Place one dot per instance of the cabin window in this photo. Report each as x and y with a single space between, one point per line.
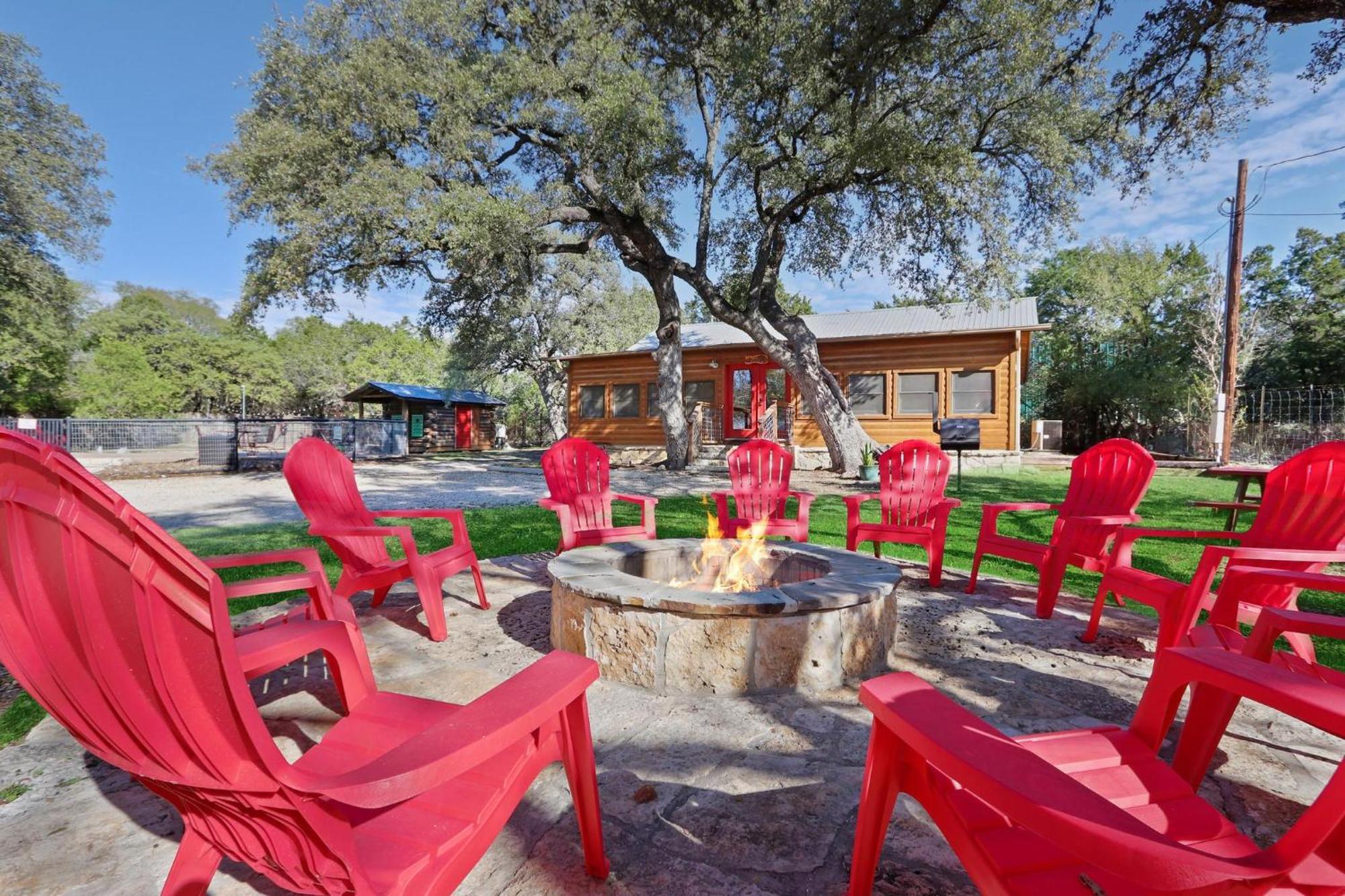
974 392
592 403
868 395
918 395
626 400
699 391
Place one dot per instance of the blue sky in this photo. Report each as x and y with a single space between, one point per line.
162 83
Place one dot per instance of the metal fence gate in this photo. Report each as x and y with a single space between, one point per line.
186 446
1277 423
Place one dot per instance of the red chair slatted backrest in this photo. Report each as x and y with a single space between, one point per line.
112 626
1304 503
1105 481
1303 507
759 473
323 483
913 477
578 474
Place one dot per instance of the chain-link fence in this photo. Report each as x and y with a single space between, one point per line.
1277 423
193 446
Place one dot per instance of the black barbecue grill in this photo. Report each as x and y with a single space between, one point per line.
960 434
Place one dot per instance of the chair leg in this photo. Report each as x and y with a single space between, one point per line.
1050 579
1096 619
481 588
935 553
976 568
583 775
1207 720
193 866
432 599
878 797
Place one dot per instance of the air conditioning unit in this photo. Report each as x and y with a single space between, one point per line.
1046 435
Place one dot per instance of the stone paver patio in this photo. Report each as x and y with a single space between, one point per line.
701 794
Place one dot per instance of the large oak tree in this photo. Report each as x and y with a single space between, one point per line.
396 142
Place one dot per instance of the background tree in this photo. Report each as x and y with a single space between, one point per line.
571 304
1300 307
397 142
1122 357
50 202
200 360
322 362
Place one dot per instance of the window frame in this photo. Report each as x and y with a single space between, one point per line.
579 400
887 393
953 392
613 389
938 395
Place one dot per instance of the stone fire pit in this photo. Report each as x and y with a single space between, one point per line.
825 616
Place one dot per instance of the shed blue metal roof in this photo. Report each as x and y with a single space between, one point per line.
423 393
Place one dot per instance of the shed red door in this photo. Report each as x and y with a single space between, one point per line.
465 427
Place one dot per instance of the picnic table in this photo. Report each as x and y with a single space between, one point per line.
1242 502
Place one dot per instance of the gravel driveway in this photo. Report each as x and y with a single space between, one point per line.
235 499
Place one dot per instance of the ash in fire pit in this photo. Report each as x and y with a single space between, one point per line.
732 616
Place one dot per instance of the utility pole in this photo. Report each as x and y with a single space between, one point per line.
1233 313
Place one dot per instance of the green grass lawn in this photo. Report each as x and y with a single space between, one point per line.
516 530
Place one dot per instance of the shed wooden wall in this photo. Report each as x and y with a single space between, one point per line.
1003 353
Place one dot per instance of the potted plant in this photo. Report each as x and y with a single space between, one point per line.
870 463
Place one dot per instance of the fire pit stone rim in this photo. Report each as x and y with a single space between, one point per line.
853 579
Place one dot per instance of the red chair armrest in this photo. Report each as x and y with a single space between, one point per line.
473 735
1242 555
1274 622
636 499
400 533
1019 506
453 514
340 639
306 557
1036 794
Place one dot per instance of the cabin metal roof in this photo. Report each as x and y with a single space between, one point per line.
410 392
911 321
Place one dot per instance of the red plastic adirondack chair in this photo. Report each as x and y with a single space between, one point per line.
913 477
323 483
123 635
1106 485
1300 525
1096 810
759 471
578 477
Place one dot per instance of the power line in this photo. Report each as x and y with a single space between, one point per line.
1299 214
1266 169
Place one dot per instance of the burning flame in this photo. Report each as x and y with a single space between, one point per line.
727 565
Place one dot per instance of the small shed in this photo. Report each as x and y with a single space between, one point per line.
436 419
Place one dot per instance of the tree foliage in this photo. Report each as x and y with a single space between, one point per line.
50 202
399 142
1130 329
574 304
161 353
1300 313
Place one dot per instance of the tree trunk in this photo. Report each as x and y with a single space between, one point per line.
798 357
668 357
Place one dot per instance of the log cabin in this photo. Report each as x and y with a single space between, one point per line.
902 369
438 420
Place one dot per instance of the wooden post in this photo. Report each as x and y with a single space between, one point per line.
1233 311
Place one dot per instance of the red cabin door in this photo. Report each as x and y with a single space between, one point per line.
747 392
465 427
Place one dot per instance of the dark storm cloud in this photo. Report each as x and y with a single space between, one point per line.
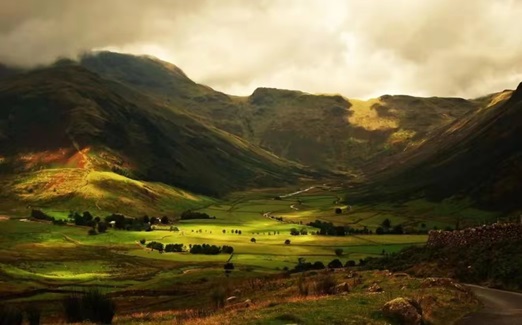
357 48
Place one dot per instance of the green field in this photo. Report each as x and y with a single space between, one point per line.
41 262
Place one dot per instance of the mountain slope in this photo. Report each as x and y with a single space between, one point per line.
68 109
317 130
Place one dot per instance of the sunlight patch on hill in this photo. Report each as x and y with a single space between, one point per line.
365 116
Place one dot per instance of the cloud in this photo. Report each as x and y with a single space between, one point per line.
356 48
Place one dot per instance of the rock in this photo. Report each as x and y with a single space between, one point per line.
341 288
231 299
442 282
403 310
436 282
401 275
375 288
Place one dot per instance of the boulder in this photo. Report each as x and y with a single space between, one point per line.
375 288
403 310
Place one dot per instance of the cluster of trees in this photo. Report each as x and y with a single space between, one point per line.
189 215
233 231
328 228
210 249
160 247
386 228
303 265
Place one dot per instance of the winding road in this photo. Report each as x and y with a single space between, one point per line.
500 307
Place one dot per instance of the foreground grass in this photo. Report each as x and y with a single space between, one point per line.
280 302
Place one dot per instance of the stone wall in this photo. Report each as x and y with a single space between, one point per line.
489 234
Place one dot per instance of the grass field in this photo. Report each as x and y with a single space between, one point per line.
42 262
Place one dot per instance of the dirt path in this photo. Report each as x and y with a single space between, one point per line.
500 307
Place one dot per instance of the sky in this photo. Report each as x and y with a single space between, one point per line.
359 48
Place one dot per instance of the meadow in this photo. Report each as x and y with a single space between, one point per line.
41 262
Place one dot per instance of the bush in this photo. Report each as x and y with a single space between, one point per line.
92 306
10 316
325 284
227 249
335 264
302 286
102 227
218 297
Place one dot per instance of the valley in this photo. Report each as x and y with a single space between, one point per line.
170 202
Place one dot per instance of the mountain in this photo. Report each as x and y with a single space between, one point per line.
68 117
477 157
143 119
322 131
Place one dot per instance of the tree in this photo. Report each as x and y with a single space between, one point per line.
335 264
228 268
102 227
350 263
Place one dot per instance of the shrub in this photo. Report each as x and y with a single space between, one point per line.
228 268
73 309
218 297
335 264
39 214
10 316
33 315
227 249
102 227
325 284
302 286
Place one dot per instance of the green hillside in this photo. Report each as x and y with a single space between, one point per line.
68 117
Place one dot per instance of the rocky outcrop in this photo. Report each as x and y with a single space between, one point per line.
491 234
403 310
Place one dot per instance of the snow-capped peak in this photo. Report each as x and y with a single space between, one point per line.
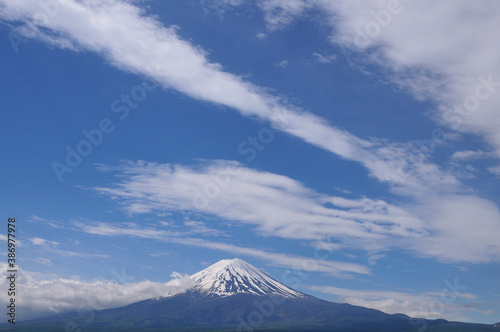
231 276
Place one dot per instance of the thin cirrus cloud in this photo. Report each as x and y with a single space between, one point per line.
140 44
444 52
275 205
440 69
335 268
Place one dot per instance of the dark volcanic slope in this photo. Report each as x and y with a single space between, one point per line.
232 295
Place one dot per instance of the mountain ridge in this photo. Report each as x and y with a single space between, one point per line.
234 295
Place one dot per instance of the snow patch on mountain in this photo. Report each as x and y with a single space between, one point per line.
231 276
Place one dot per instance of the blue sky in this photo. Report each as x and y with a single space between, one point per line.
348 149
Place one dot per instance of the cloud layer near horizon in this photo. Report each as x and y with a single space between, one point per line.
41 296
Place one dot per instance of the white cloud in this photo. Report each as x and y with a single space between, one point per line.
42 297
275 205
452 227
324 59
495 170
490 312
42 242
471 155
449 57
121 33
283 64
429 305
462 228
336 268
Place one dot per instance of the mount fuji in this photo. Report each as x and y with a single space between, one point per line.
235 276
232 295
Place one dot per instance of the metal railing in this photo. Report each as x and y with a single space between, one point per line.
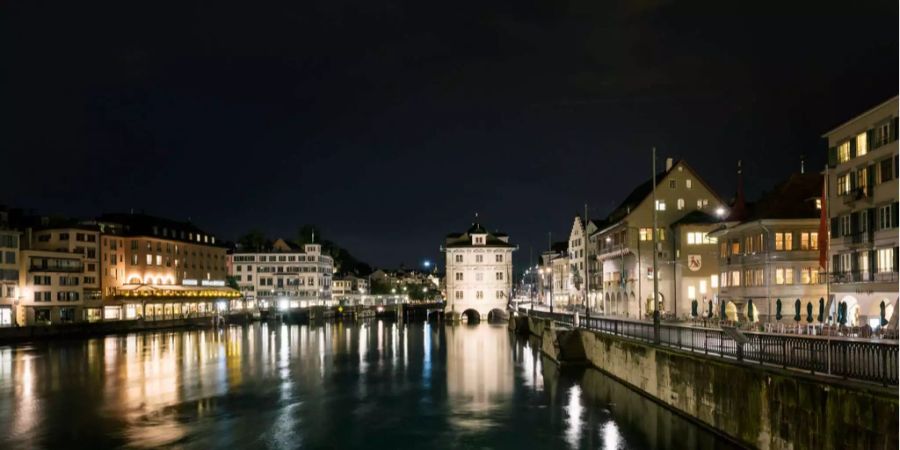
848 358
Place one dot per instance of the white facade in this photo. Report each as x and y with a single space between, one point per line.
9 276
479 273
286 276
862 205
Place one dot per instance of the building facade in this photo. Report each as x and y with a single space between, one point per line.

------------

● PROBLEM TO SOLVE: Convert the records above into a numbered list, one line per item, with blank lines left out and the pictures omitted.

● WRITTEN ANSWER:
1. Place one dot per instance of the cabin window in this photo. Report each as x and y with a single space between, one point per line.
2. 974 392
3. 592 403
4. 868 395
5. 918 395
6. 626 400
7. 699 391
8. Place one dot per instance of the blue sky in this photo. Report each as x and y with a single space between, one point per line.
9. 162 83
10. Place one dot per instance of the metal fence gate in this photo. Report each as x and y with a single space between, one point per line.
11. 186 446
12. 1277 423
13. Place one dot per instance of the red chair slatted backrest in this photo. Report each as x and y with a single space between, one point per line.
14. 112 626
15. 1304 503
16. 1105 481
17. 1303 507
18. 759 473
19. 323 483
20. 913 477
21. 578 474
22. Place one dot per instance of the chain-link fence in this photo. Report each as x and y with a single space between, one point per line.
23. 1277 423
24. 193 446
25. Place one dot per instance of the black barbecue grill in this photo. Report each as x and y with a single space between, one point per line.
26. 960 434
27. Place one dot per instance of the chair leg in this photo. Report each as x and y with a single space between, one point per line.
28. 1050 579
29. 1096 619
30. 481 588
31. 935 553
32. 976 568
33. 583 775
34. 1207 720
35. 193 866
36. 432 599
37. 878 797
38. Place one dot per instance of the air conditioning unit in this photo. Report each as x and y with a single space between, one point per line.
39. 1046 435
40. Place one dot per instance of the stone paver patio in this photo. Report each as x and y with a single space between, one point per line.
41. 701 794
42. Place one dot per instance of the large oak tree in this photo. Report each as x and y with a single space between, one point per line.
43. 396 142
44. Place one dot per instance of the background tree in this photo. Report each as x and y with a single space between, one point per line.
45. 571 304
46. 1300 307
47. 397 142
48. 1122 357
49. 50 202
50. 200 360
51. 322 362
52. Place one dot per instance of the window frame in this photo. Report each as x and y with a single space between, one point per line.
53. 579 400
54. 887 393
55. 953 392
56. 613 389
57. 938 395
58. Place one dot per instance of the stone fire pit in this photo. Report each as x and y with a single space between, one point per line.
59. 825 616
60. Place one dot per instance of the shed blue metal roof in this photo. Report each as x and y with a single space between, one point per line.
61. 423 393
62. Place one dot per instance of the shed red door in this photo. Report each as x and y with a single space between, one point per line.
63. 465 427
64. Place one dot per instance of the picnic table in this photo. Report each as x and y with a single space between, one point per line.
65. 1242 502
66. Place one dot per instance of the gravel driveway in this photo. Report each as x and y with a single space between, one point per line.
67. 235 499
68. Place one dot per instance of the ash in fire pit in this photo. Report each as x and y with a single space between, one point per line.
69. 732 616
70. Place one dot per instance of the utility pole in this photo. Report each as x and y with a single space between, one point per line.
71. 1233 313
72. Place one dot per instance of the green grass lawn in this photo. Report each as x and y with a single space between, one point per line.
73. 516 530
74. Place one dot per instance of the shed wooden wall in this photo. Report each as x and y with a single space between, one point per line.
75. 1003 353
76. Place one dot per instance of the potted plant in this photo. Report each as x and y with a single space between, one point per line.
77. 870 463
78. Place one dot per instance of the fire pit stone rim in this photo. Report each as x and y with a single space between, one point per line.
79. 853 579
80. Place one dot per instance of the red chair armrest in this photo. Report each as x and y with a single space between, one point per line.
81. 473 735
82. 1242 555
83. 1274 622
84. 636 499
85. 400 533
86. 1019 506
87. 453 514
88. 340 639
89. 306 557
90. 1036 794
91. Place one dot per instance of the cabin metal roof in this photo. Report each as x and y with a single space between, one point per line.
92. 410 392
93. 911 321
94. Place one dot per instance of the red plastic adirondack chair in this photo. Report each as x and y with a single space between, one point per line.
95. 913 477
96. 323 483
97. 123 635
98. 1106 485
99. 1300 525
100. 1096 810
101. 759 471
102. 578 477
103. Place one dot per instance of the power line in this photo. Report each as x and y with a single space between, one point per line.
104. 1299 214
105. 1266 169
106. Place one dot per instance of the burning flame in this photo. Report each as x and y with a single space between, one point per line.
107. 727 565
108. Place one dot per instance of the small shed in this photo. Report each as x and y with a single space between, one point per line.
109. 436 419
110. Place one dot per instance of the tree foliage in this photo. Report each as x and y with a single space between, one point per line.
111. 50 202
112. 399 142
113. 1130 329
114. 574 304
115. 161 353
116. 1300 313
117. Place one dot per instance of the tree trunk in this photo. Report each as x and y with a single space between, one point per line.
118. 798 357
119. 668 357
120. Place one dot per instance of the log cabin in this photo. Report each as x and y with a single space between, one point per line.
121. 902 369
122. 438 420
123. Place one dot per instance of the wooden post in this photo. Report each as x and y with a single space between, one point per line.
124. 1233 311
125. Place one dot per instance of the red cabin door in this photo. Report each as x and y with a single space between, one point per line.
126. 747 392
127. 465 427
128. Place one dot per instance of the dark storm cloud in this photo. Report each as x and y with a single space between, one point per line.
129. 357 48
130. Place one dot per instance of the green field in this photo. Report each as x and y with a single space between, one point per line.
131. 41 262
132. Place one dot per instance of the mountain slope in this photo. Report each as x and y with a single space between, one point per line.
133. 68 109
134. 317 130
135. Place one dot per instance of the sunlight patch on hill in this photo. Report each as x and y with a single space between, one point per line.
136. 365 116
137. Place one dot per instance of the cloud in this photo. Report each as x and y with a single space between, one point per line.
138. 356 48
139. Place one dot per instance of the rock in this photo. Report each as x and y with a single space between, one point per line.
140. 341 288
141. 231 299
142. 442 282
143. 403 310
144. 436 282
145. 401 275
146. 375 288
147. Place one dot per instance of the boulder in this photo. Report each as x and y with a single space between, one point per line.
148. 375 288
149. 403 310
150. Place one dot per instance of the cluster of trees in this photo. Report each as x and y with a single space between, one point per line.
151. 189 215
152. 233 231
153. 328 228
154. 210 249
155. 160 247
156. 386 228
157. 303 265
158. Place one dot per instance of the winding road in this photo. Report each as x and y with a single space between, one point per line.
159. 500 307
160. Place one dot per instance of the foreground grass in this photo. Report each as x and y with a single space between, one point per line.
161. 280 302
162. Place one dot per instance of the stone wall in this photo. Report each as x and y with a single space between, one point per line.
163. 489 234
164. Place one dot per instance of the grass field in this photo. Report each as x and y with a single space between, one point per line.
165. 42 262
166. Place one dot per instance of the dirt path in this photo. Report each as x and y with a single space between, one point per line.
167. 500 307
168. Place one dot per instance of the sky in this photo. Report each as x and y with a single space between, one point per line.
169. 359 48
170. Place one dot per instance of the meadow in this photo. Report each as x and y with a single space between, one point per line.
171. 41 262
172. Place one dot per instance of the bush in this photo. Report each as x and y with a single space between, one point per line.
173. 92 306
174. 10 316
175. 325 284
176. 227 249
177. 335 264
178. 302 286
179. 102 227
180. 218 297
181. Place one dot per instance of the valley in this photo. Report each as x and y with a single space between, one point per line.
182. 170 202
183. Place one dot per instance of the mountain in this photo. Report each as x and y with a single space between, one point per line.
184. 68 117
185. 477 157
186. 143 119
187. 322 131
188. Place one dot per instance of the tree in this photo. Report each as x and y with a single space between, one point per line.
189. 335 264
190. 228 268
191. 102 227
192. 350 263
193. Place one dot per instance of the shrub in this photo. Report each as x and y with a single space between, one point per line.
194. 228 268
195. 73 309
196. 218 297
197. 335 264
198. 39 214
199. 10 316
200. 33 315
201. 227 249
202. 102 227
203. 325 284
204. 302 286
205. Place one dot per instance of the green hillside in this photo. Report each as x and y with a single space between, one point per line.
206. 68 117
207. Place one dot per instance of the rocky outcrop in this photo. Report each as x and y with a single space between, one point per line.
208. 491 234
209. 403 310
210. Place one dot per instance of the snow-capped peak in this photo. Report each as x and y with a single space between, one point per line.
211. 231 276
212. Place one dot per instance of the thin cirrus cloud in this photo. Report each as x and y with a single space between, one point per line.
213. 140 44
214. 444 52
215. 275 205
216. 440 69
217. 335 268
218. Place one dot per instance of the dark volcanic slope in this photo. Report each as x and y with a single space between, one point per line.
219. 232 295
220. Place one dot per instance of the mountain ridge in this photo. Report each as x and y with a single space between, one point per line.
221. 234 295
222. Place one dot per instance of the snow patch on mountain in this photo. Report each as x and y with a single space between, one point per line.
223. 231 276
224. Place one dot per instance of the blue sky in this photo. Report each as x and y with a single space between, one point per line.
225. 348 149
226. Place one dot per instance of the cloud layer near horizon in this photo. Report each as x and y with a single space between, one point per line.
227. 41 296
228. Place one dot per instance of the white cloud in this photo. Report each as x and y with a single space between, one point per line.
229. 42 297
230. 275 205
231. 452 227
232. 324 59
233. 495 170
234. 490 312
235. 42 242
236. 471 155
237. 449 57
238. 121 33
239. 283 64
240. 429 305
241. 462 228
242. 336 268
243. Place one dot per instance of the mount fuji in this photo. Report each as x and y with a single space between, one point per line.
244. 235 276
245. 232 295
246. Place one dot per instance of the metal railing in this photo. Report each as x and y with a single space between, one point per line.
247. 848 358
248. Place one dot per instance of the white facade in this photo. Report each as x and y with a single space between, one point per line.
249. 9 276
250. 479 273
251. 286 276
252. 862 205
253. Place one dot per instance of the building facade in this photo. Report each as x and y with a single space between, one point per line.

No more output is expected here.